Goal:
Copy out exactly each line from the line with "Point to the player's face, one" through the last line of the material below.

--- Start Data for this task ---

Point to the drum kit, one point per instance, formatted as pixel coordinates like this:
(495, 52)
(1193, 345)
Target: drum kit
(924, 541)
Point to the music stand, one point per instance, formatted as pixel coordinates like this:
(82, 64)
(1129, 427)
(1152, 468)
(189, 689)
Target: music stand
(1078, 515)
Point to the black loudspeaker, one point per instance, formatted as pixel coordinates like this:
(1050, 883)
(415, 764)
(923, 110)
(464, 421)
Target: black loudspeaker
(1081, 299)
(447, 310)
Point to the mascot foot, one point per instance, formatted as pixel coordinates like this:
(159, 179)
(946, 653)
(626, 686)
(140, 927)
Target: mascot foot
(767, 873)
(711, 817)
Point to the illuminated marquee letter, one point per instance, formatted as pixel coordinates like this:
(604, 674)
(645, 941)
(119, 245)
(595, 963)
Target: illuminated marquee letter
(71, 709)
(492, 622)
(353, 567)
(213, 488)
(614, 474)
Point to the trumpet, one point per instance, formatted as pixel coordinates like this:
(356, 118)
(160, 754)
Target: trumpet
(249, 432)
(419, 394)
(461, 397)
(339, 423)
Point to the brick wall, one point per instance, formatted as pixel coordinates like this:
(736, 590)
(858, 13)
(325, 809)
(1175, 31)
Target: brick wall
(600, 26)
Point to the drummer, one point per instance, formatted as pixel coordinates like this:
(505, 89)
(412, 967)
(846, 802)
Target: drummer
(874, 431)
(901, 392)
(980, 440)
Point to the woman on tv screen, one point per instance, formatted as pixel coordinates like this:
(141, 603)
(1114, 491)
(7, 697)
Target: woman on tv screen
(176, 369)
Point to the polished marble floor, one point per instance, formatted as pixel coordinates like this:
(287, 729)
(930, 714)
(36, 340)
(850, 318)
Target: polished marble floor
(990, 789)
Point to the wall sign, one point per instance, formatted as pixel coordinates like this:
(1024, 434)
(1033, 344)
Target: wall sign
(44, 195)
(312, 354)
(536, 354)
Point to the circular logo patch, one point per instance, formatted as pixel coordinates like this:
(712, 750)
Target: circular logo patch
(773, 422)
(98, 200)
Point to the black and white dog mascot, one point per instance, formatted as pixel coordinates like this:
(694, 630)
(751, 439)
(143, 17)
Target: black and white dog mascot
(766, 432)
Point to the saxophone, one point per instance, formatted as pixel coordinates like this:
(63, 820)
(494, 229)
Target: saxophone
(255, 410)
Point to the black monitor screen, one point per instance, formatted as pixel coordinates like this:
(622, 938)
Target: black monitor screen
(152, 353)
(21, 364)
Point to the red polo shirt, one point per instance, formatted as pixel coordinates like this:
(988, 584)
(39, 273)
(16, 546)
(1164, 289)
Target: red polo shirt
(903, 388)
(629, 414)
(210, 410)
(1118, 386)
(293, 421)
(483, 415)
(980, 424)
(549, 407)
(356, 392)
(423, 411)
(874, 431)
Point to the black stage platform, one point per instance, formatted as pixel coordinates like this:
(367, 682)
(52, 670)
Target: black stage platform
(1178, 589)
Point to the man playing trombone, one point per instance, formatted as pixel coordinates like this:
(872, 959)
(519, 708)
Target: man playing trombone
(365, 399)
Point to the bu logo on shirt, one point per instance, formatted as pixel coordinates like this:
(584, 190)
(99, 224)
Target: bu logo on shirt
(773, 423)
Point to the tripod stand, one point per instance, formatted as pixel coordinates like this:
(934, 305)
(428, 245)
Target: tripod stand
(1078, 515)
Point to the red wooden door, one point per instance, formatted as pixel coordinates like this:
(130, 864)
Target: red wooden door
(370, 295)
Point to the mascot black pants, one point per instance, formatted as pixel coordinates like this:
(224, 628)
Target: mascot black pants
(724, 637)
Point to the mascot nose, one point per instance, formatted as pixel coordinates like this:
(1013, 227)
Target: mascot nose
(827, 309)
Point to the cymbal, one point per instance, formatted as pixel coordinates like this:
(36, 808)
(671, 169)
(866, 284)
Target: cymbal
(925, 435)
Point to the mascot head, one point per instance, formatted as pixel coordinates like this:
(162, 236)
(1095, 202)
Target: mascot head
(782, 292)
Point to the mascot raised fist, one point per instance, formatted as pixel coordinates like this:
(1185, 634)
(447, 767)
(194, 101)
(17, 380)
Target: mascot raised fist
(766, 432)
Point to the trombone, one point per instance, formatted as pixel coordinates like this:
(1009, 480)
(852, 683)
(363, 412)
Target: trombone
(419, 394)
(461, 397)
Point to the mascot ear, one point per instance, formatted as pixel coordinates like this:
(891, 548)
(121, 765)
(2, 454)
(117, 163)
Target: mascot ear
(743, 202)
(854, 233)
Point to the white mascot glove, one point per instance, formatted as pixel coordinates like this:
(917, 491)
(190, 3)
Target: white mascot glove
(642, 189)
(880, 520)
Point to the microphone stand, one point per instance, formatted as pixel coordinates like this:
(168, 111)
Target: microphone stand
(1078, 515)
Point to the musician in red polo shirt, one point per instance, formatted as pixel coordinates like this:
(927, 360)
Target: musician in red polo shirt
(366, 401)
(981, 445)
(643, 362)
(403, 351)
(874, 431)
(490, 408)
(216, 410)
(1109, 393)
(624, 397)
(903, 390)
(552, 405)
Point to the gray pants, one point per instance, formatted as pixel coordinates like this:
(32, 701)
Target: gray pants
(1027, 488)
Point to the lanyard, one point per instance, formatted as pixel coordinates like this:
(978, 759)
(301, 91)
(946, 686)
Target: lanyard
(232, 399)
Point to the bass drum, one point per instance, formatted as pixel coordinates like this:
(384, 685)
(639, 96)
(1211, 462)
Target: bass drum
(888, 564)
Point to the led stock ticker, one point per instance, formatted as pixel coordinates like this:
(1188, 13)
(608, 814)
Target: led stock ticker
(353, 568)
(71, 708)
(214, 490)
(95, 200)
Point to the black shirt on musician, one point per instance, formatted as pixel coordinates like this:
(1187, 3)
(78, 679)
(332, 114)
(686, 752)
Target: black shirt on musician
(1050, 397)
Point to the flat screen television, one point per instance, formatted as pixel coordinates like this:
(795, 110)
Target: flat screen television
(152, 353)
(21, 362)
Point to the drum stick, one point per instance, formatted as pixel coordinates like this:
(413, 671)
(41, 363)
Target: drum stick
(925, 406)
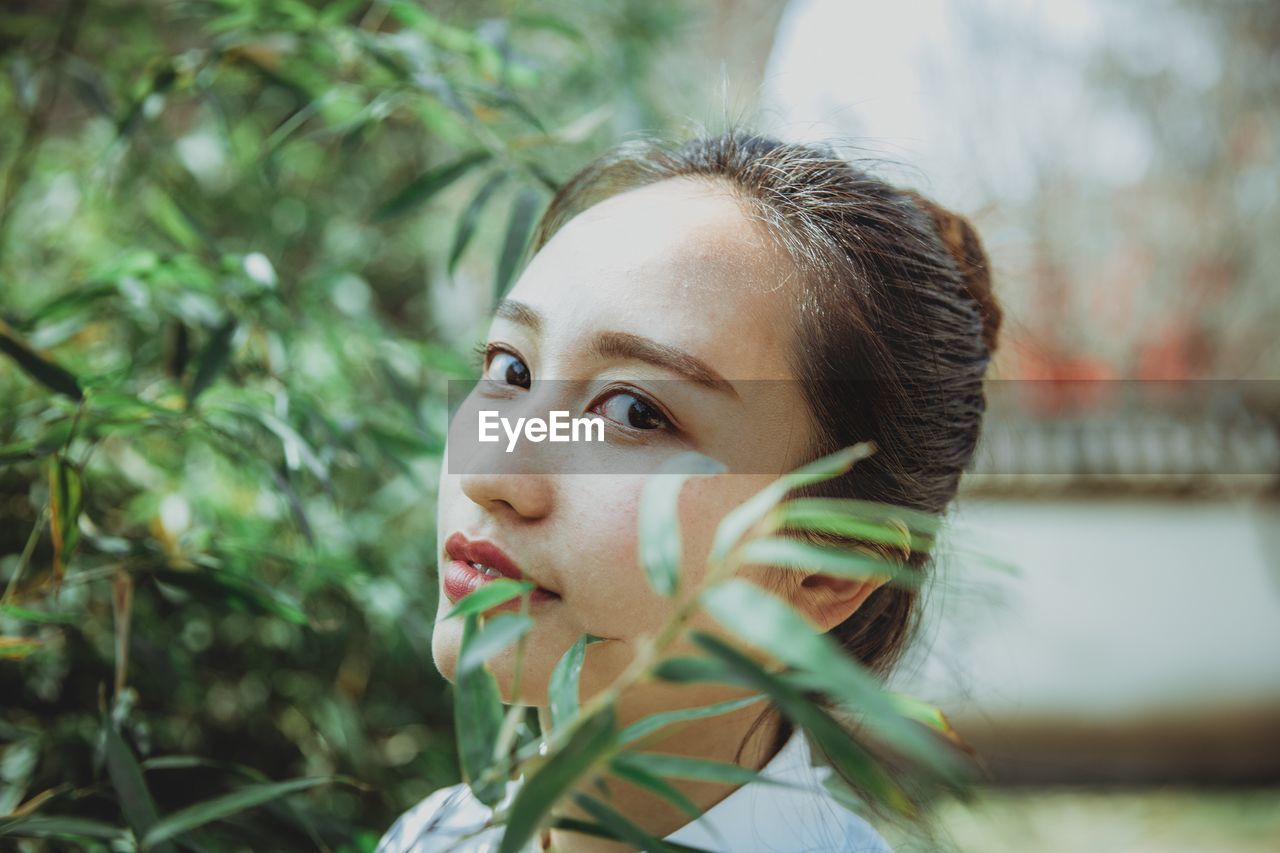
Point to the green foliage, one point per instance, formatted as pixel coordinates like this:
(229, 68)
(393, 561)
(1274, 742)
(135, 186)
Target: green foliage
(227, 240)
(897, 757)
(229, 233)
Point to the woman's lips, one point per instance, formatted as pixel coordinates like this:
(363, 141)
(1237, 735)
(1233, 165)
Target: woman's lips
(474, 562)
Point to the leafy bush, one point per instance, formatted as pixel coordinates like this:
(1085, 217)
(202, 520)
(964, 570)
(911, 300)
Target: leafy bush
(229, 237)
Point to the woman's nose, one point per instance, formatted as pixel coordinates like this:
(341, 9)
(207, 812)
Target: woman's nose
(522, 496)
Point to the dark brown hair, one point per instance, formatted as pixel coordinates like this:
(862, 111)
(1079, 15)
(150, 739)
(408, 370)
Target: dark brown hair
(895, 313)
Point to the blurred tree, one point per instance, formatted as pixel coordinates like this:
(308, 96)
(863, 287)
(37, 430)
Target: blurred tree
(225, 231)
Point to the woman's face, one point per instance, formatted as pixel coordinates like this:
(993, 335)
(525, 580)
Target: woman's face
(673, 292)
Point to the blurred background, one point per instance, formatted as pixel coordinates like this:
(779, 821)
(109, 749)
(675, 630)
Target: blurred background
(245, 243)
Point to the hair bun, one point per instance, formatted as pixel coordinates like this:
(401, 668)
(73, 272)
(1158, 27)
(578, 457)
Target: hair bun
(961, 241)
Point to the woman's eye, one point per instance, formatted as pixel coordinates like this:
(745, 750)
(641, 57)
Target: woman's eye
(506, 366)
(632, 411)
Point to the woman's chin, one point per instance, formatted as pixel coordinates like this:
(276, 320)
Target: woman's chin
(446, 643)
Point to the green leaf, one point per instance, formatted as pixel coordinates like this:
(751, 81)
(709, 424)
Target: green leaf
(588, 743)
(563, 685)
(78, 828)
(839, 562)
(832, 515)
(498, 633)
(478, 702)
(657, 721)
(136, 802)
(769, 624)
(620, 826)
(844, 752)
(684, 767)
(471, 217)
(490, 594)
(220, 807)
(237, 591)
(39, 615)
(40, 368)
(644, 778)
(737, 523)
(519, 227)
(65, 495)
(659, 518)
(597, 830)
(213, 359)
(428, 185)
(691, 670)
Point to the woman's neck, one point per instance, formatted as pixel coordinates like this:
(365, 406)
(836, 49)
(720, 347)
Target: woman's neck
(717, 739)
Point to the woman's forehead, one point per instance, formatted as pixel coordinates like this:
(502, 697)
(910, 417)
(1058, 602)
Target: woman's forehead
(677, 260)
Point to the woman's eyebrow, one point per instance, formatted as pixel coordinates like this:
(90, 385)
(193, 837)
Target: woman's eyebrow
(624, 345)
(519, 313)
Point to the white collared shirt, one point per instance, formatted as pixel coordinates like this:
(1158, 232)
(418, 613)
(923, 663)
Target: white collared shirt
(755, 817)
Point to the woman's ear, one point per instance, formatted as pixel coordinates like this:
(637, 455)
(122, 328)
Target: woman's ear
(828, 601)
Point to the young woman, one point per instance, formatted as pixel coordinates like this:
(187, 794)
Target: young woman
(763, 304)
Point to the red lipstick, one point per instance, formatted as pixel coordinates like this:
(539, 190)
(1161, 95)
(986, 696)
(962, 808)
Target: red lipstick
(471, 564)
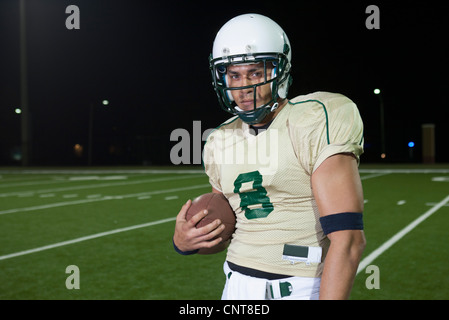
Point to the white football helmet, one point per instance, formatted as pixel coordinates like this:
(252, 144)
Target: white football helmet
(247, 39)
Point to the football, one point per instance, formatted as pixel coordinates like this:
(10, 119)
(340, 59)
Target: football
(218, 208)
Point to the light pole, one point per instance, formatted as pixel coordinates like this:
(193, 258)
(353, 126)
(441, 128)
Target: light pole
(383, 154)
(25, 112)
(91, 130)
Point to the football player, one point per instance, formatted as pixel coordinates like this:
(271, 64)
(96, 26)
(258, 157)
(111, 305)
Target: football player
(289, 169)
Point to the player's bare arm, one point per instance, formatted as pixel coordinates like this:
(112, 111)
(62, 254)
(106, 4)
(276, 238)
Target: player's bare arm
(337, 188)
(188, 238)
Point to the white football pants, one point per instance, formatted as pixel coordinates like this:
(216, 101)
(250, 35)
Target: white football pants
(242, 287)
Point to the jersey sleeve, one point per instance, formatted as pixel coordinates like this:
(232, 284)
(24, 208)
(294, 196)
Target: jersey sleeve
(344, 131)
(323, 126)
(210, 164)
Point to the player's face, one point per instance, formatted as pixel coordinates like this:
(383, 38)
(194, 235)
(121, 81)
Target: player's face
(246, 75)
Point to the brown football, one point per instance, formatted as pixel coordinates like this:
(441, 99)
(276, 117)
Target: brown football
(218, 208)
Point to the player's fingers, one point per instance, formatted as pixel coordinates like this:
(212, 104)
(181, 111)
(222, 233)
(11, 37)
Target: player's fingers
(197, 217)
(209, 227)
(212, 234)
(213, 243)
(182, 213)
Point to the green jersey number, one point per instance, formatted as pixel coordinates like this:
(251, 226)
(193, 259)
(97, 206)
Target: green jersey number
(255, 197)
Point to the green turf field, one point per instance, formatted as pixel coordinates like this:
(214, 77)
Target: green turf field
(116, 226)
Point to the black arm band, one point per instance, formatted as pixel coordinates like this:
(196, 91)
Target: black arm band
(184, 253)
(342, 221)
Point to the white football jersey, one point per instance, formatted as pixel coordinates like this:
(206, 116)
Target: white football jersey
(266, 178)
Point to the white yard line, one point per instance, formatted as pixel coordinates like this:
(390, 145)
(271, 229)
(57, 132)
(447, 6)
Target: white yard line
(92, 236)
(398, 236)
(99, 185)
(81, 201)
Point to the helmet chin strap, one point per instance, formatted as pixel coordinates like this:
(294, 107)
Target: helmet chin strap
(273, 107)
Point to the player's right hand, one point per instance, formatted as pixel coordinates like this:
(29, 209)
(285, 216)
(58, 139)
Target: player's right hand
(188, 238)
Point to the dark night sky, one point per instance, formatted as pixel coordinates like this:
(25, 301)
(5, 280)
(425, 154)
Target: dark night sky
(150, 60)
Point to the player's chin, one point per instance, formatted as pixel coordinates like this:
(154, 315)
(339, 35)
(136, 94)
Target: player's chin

--- End Data for this task ---

Output for this task:
Point to the player's face, one point per instance, formatted as pixel coordinates like this:
(383, 38)
(194, 235)
(121, 81)
Target: player's face
(246, 75)
Point to the brown football, one point per instance, formatted as pixel coordinates like this:
(441, 99)
(276, 117)
Target: brown football
(218, 208)
Point to the player's fingers, one point per instance, formatted as pixel coordinates like this:
(212, 104)
(181, 111)
(222, 233)
(11, 37)
Target: player's fingers
(197, 217)
(209, 227)
(212, 234)
(213, 243)
(182, 213)
Point to the green jersey number, one point per instance, formatted as pixel coordinates like this:
(251, 226)
(193, 259)
(97, 206)
Target: green jersey number
(255, 197)
Point to the green turf field, one point per instance, formatted as pixel coordinates like this:
(214, 77)
Target: green turf field
(116, 226)
Point to the black arm band, one point per instance, formatted as pixel coordinates like this:
(196, 91)
Target: black arm band
(184, 253)
(342, 221)
Point to the white football jersey, one point per instance, formatted as pixel coordinates like this:
(206, 116)
Target: white football jersey
(266, 178)
Point to the white yard line, one point per instance, formatted as pixel coordinates like this:
(390, 145)
(271, 229)
(57, 132)
(447, 6)
Target: white yard line
(92, 236)
(398, 236)
(99, 185)
(81, 201)
Point to the helmet chin strap, one point per instance, formatted as pixel coordinates like this:
(294, 107)
Target: helmet chin strap
(273, 107)
Point to the player's right hand, one point per instance, formatted as pixel coordinates like this:
(29, 209)
(285, 216)
(58, 139)
Target: player's right hand
(188, 238)
Point to the dark night sky, one point per instance, formatted as pixel coordinates like this:
(25, 301)
(5, 280)
(425, 154)
Target: dark night sky
(150, 60)
Point to the player's chin, one point per instance, formatted as pixel coordinates like this:
(154, 315)
(339, 35)
(136, 94)
Target: player's chin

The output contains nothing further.